= SELECTED TEXT =
○ ○ ○ ○ ○
Amazon SageMaker enables organizations to build, train, and deploy machine learning models. Consumer-facing organizations can use it to enrich their customers’ experiences, for example, by making personalized product recommendations, or by automatically tailoring application behavior based on customers’ observed preferences. When building such applications, one key architectural consideration is how to make the runtime inference endpoint available to client software running on consumer devices. Typically, the endpoint is fronted as part of a broader API, based on a conventional web-friendly approach, such as REST, which offers a complete set of application functions to client software.
Amazon API Gateway is a fully managed service that makes it easy for developers to create, publish, maintain, monitor, and secure APIs at any scale. API Gateway can be used to present an external-facing, single point of entry for Amazon SageMaker endpoints, with the following benefits:
Insulates clients from the specifics of the underlying implementation by translating between a client-facing REST API and the underlying Amazon SageMaker runtime inference API
Supports authentication and authorization of client requests
Manages client requests through the use of throttling, rate-limiting, and quota management
Uses firewall features as provided by AWS WAF
Enables cost savings and operational optimization through caching and request validation
Makes it easier to create canary deployments to introduce model changes safely
In this post, I show how API Gateway can be used to front an Amazon SageMaker inference endpoint as (part of) a REST API, by making use of an API Gateway feature called mapping templates. This feature makes it possible for the REST API to be integrated directly with an Amazon SageMaker runtime endpoint, thereby avoiding the use of any intermediate compute resource (such as AWS Lambda or Amazon ECS containers) to invoke the endpoint. The result is a solution that is simpler, faster, and cheaper to run.
This direct integration approach is especially useful for consumer applications that exhibit high traffic volumes at peak demand times. Amazon SageMaker supports automatic scaling for inference endpoints, and API Gateway automatically scales to match demand, ensuring that there is always sufficient capacity to process incoming requests, and that you only pay for what you use.
○ ○ ○ ○ ○
= WRITTEN PROBLEM A =
Decide whether each statement agrees with the API Gateway article, answering yes or no and quoting the article's deciding words: (i) API Gateway supports authentication and authorization of client requests; (ii) the approach described uses AWS Lambda to invoke the Amazon SageMaker endpoint; (iii) Amazon SageMaker supports automatic scaling for inference endpoints.
= WRITTEN PROBLEM B =
Print the part of the API Gateway article that begins at the words "Amazon SageMaker enables" and stops after the words "to client software.".
The entries come from a source other than the API Gateway article.
○ ○ ○ ○ ○
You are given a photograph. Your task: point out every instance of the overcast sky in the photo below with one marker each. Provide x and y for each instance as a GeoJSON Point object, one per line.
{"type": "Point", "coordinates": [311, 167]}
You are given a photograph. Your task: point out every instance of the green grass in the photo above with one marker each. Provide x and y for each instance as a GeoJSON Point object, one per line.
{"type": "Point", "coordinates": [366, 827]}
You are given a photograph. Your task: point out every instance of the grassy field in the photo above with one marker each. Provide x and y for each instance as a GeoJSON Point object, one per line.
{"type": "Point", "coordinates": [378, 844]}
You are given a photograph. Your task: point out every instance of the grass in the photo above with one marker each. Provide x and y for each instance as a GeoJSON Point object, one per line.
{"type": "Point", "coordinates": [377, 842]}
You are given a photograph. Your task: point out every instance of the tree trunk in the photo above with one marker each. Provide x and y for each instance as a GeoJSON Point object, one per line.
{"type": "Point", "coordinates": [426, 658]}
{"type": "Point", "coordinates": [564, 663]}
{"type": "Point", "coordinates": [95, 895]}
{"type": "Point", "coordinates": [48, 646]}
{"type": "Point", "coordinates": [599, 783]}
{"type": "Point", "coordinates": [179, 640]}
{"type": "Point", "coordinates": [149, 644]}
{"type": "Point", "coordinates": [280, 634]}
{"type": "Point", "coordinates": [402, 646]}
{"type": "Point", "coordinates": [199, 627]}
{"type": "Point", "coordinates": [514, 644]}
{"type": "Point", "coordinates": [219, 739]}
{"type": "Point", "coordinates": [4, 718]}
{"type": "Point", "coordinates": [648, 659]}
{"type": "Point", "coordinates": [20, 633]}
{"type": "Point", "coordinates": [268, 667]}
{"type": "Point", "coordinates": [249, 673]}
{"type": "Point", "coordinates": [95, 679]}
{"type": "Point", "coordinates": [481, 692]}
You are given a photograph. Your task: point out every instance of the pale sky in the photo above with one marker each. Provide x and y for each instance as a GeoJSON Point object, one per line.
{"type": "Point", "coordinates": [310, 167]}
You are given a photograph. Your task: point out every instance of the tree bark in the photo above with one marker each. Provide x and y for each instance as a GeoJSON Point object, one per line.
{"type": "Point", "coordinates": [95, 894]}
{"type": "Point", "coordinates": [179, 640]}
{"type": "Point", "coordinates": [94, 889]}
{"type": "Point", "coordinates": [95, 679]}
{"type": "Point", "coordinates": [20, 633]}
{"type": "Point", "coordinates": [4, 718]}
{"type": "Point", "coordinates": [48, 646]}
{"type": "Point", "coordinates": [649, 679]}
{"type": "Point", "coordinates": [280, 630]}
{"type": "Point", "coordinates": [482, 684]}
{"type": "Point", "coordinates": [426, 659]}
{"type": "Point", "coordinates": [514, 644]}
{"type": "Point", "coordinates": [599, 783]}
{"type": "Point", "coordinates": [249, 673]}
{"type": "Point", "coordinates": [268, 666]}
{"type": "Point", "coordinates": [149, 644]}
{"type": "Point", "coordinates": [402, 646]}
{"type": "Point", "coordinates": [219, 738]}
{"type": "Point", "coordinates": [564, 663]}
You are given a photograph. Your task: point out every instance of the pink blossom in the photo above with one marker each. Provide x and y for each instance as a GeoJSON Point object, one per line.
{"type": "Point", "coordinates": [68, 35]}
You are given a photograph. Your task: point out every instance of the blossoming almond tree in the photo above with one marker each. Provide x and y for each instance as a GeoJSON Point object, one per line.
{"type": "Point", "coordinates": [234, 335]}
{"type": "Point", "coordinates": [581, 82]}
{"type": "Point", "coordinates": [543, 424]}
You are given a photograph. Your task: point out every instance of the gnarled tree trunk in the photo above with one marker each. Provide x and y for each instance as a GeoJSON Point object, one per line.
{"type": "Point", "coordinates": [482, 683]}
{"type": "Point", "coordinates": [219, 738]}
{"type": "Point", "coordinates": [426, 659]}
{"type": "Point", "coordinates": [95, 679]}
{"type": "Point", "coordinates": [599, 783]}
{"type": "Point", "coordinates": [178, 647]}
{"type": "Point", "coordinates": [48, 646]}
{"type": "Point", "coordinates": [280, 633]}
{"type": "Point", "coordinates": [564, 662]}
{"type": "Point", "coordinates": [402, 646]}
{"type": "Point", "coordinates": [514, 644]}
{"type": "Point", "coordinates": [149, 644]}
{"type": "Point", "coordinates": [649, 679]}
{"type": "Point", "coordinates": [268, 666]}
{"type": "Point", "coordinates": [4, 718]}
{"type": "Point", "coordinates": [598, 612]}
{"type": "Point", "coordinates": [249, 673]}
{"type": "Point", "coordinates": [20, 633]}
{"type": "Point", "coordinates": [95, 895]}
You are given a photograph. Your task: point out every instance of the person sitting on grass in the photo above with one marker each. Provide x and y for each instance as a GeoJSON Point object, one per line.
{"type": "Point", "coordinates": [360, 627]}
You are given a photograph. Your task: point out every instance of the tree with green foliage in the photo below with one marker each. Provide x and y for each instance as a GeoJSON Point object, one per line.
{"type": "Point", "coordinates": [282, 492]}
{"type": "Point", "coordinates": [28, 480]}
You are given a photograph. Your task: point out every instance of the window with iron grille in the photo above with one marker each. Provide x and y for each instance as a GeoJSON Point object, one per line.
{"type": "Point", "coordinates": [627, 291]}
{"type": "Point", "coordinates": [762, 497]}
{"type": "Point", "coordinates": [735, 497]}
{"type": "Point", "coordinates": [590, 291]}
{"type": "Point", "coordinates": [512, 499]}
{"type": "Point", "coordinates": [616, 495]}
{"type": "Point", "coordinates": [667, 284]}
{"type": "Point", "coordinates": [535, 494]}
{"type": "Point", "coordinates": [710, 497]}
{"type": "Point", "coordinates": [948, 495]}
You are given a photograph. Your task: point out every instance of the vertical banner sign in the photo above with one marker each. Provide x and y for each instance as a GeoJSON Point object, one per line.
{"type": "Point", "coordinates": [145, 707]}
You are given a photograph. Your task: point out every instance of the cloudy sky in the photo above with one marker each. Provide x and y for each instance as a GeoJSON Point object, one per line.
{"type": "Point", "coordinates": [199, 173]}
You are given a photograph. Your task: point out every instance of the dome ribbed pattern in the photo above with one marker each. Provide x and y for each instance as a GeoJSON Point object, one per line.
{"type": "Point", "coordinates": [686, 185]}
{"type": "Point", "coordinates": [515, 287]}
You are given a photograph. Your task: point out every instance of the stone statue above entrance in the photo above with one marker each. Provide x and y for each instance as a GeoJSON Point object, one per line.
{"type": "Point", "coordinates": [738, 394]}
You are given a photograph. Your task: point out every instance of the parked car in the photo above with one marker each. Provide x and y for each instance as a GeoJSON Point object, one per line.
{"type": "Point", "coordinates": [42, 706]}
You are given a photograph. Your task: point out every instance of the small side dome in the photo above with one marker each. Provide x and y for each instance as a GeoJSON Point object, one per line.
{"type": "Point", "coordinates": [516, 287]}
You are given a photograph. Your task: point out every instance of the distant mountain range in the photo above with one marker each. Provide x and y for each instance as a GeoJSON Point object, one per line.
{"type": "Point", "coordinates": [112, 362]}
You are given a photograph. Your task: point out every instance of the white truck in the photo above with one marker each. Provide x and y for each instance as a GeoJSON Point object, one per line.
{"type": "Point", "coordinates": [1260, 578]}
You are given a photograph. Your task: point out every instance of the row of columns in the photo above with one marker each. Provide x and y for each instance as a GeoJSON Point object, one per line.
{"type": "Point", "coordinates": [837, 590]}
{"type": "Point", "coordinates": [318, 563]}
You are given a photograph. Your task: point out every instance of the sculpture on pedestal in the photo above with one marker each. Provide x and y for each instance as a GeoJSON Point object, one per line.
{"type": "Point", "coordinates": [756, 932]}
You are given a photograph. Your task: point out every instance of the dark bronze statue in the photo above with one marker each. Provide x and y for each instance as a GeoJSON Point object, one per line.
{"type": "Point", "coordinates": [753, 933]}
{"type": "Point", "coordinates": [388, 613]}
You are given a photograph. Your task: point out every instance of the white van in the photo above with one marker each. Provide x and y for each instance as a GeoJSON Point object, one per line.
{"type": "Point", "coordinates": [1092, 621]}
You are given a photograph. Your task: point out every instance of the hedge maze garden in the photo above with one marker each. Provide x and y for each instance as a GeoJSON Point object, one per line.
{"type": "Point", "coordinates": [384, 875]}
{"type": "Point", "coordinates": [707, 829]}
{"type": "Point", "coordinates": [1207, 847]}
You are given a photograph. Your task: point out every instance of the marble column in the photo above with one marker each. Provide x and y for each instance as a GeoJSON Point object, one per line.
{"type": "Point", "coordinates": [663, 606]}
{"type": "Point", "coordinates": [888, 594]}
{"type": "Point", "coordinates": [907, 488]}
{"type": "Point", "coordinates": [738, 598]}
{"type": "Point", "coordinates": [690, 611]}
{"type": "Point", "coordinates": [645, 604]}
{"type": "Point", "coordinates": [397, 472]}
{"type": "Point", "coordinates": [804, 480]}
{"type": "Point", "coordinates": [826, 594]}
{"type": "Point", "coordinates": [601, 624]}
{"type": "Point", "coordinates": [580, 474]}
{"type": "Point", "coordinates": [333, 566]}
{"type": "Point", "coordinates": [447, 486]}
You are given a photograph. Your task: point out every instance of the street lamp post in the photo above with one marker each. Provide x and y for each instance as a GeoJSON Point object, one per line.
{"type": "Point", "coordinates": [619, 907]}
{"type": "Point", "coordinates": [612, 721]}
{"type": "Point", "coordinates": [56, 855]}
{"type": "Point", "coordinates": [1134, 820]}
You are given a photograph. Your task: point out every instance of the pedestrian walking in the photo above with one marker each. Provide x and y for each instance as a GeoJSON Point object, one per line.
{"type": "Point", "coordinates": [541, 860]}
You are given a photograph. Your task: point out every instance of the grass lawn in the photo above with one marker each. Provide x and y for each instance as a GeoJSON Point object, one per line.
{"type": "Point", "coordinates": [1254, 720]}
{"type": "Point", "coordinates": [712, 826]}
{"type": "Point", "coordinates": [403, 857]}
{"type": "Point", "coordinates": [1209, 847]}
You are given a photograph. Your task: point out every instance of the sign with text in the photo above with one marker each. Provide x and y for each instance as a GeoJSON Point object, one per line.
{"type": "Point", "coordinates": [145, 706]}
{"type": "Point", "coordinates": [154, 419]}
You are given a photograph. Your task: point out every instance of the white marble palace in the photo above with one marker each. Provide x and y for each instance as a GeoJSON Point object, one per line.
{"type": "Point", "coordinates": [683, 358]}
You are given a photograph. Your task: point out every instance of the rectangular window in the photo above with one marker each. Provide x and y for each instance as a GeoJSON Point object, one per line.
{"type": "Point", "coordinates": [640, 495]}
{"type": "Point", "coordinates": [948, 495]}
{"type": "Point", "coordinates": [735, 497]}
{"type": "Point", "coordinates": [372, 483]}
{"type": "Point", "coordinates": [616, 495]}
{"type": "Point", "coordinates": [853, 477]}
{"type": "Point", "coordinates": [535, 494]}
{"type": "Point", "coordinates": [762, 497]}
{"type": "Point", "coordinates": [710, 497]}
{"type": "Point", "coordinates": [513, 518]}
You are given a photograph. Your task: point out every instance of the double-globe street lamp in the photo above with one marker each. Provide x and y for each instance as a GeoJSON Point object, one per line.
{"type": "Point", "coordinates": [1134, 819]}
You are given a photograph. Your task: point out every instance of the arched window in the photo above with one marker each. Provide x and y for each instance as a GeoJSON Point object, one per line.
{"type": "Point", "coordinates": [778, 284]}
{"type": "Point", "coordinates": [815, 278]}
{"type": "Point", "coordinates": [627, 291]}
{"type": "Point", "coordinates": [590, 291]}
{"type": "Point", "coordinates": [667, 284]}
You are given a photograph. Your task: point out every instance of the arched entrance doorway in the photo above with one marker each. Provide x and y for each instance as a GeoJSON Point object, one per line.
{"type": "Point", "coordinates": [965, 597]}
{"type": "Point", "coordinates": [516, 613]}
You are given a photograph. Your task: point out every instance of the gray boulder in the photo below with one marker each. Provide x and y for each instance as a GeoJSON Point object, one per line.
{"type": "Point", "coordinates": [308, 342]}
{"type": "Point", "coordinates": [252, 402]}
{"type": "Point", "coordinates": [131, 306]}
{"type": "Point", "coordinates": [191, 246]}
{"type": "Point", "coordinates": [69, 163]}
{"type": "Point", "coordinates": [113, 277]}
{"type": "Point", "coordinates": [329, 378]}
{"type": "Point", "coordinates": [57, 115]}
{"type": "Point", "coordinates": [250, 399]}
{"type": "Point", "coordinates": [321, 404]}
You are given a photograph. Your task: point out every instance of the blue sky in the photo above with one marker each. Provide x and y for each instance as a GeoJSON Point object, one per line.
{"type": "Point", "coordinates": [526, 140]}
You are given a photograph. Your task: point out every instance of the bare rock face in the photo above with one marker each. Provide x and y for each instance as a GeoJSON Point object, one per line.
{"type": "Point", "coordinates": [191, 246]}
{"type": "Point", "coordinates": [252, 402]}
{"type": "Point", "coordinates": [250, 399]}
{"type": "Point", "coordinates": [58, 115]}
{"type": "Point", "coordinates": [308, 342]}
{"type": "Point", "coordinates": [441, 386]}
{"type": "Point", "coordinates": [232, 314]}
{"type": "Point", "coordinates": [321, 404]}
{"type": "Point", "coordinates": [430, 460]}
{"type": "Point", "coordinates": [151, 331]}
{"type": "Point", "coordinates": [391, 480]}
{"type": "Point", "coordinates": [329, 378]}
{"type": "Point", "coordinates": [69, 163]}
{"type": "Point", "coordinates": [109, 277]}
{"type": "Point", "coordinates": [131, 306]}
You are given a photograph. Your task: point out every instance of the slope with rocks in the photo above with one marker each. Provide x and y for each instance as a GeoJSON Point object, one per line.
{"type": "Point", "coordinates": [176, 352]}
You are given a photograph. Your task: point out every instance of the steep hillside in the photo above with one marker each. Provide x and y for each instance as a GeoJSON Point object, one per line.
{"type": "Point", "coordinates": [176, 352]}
○ ○ ○ ○ ○
= FINISHED ANSWER A =
(i) Yes: "Supports authentication and authorization of client requests"
(ii) No: "thereby avoiding the use of any intermediate compute resource (such as AWS Lambda or Amazon ECS containers) to invoke the endpoint"
(iii) Yes: "Amazon SageMaker supports automatic scaling for inference endpoints"

= FINISHED ANSWER B =
Amazon SageMaker enables organizations to build, train, and deploy machine learning models. Consumer-facing organizations can use it to enrich their customers’ experiences, for example, by making personalized product recommendations, or by automatically tailoring application behavior based on customers’ observed preferences. When building such applications, one key architectural consideration is how to make the runtime inference endpoint available to client software running on consumer devices. Typically, the endpoint is fronted as part of a broader API, based on a conventional web-friendly approach, such as REST, which offers a complete set of application functions to client software.